START Passage provided
Our competitive advantage was that we had some very good banking relationships and received
superlative pricing from our banks. Our challenge was to maintain both the banking relationships and
pricing and at the same time take advantage of pricing inefficiencies. We had two of the four
ingredients to create a highly profitable trading business. It was scalable up to a point, and the risks
were limited to our counterparties, which were mitigated by using a prime broker. It turned out to be
a very successful venture—but not enough to make us Currency Kings. Scale was the limiting factor.
On another eminently scalable arbitrage, our firm lacked the capital to support the trade to any large
degree. The point I wish to make here is that we found opportunities to make money, and there are
still opportunities today.
I am convinced that if you have the four basic principles stacked in your favor, you can make
outsize trading returns. You do not have to be the smartest kid on the block either, as many great
currency traders have only a very basic education. There are plenty of traits that quality traders
exhibit that can easily be learned. Others will come with application. Trading discipline is perhaps
one of the key concepts that define whether you will be successful over the longer term.
END Passage provided
START Provided records
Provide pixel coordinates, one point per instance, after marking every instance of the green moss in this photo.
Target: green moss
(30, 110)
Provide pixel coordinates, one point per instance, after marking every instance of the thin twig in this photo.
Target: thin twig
END Provided records
**Challenges**
**1)** In the trading text, list every number spelled out as a word, each time it occurs, in order.
**2)** Collect every line of the entries that contains the string "green", matching case exactly.
The trading text and the entries have nothing to do with each other.

**Answers given**
**1)** two, four, four, one

**2)**
Provide pixel coordinates, one point per instance, after marking every instance of the green moss in this photo.
Target: green moss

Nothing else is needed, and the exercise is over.